**Task to carry out**
In the patch note below, turn the paragraph that begins "This patch makes it possible" into a short bulleted list that keeps its main facts.

═════ Given passage ═════

[PATCH] nsproxy: attach to namespaces via pidfds

Mon Apr 27 14:36:46 UTC 2020

For quite a while we have been thinking about using pidfds to attach to
namespaces. This patchset has existed for about a year already but we've
wanted to wait to see how the general api would be received and adopted.
Now that more and more programs in userspace have started using pidfds
for process management it's time to send this one out.

This patch makes it possible to use pidfds to attach to the namespaces
of another process, i.e. they can be passed as the first argument to the
setns() syscall. When only a single namespace type is specified the
semantics are equivalent to passing an nsfd. That means
setns(nsfd, CLONE_NEWNET) equals setns(pidfd, CLONE_NEWNET). However,
when a pidfd is passed, multiple namespace flags can be specified in the
second setns() argument and setns() will attach the caller to all the
specified namespaces all at once or to none of them. If 0 is specified
together with a pidfd then setns() will interpret it the same way 0 is
interpreted together with a nsfd argument, i.e. attach to any/all
namespaces.

The obvious example where this is useful is a standard container
manager interacting with a running container: pushing and pulling files
or directories, injecting mounts, attaching/execing any kind of process,
managing network devices all these operations require attaching to all
or at least multiple namespaces at the same time. Given that nowadays
most containers are spawned with all namespaces enabled we're currently
looking at at least 14 syscalls, 7 to open the /proc/<pid>/ns/<ns>
nsfds, another 7 to actually perform the namespace switch. With time
namespaces we're looking at about 16 syscalls.
(We could amortize the first 7 or 8 syscalls for opening the nsfds by
 stashing them in each container's monitor process but that would mean
 we need to send around those file descriptors through unix sockets
 everytime we want to interact with the container or keep on-disk
 state. Even in scenarios where a caller wants to join a particular
 namespace in a particular order callers still profit from batching
 other namespaces. That mostly applies to the user namespace but
 all container runtimes I found join the user namespace first no matter
 if it privileges or deprivileges the container.)

═════ Raw data ═════

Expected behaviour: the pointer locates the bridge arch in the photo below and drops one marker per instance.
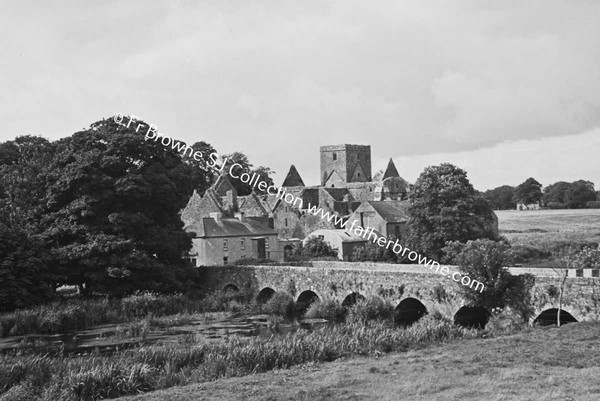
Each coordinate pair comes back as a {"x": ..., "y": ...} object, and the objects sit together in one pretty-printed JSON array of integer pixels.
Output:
[
  {"x": 408, "y": 311},
  {"x": 231, "y": 288},
  {"x": 265, "y": 295},
  {"x": 548, "y": 317},
  {"x": 475, "y": 317},
  {"x": 304, "y": 300},
  {"x": 352, "y": 299}
]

═════

**Solution to the problem**
- The patch lets pidfds be used to attach to another process's namespaces by passing a pidfd as the first argument to setns().
- With a single namespace type, a pidfd works the same as an nsfd: setns(nsfd, CLONE_NEWNET) equals setns(pidfd, CLONE_NEWNET).
- With a pidfd, several namespace flags can be given in the second argument, and setns() attaches the caller to all of them at once or to none.
- Passing 0 with a pidfd means the same as 0 with an nsfd: attach to any/all namespaces.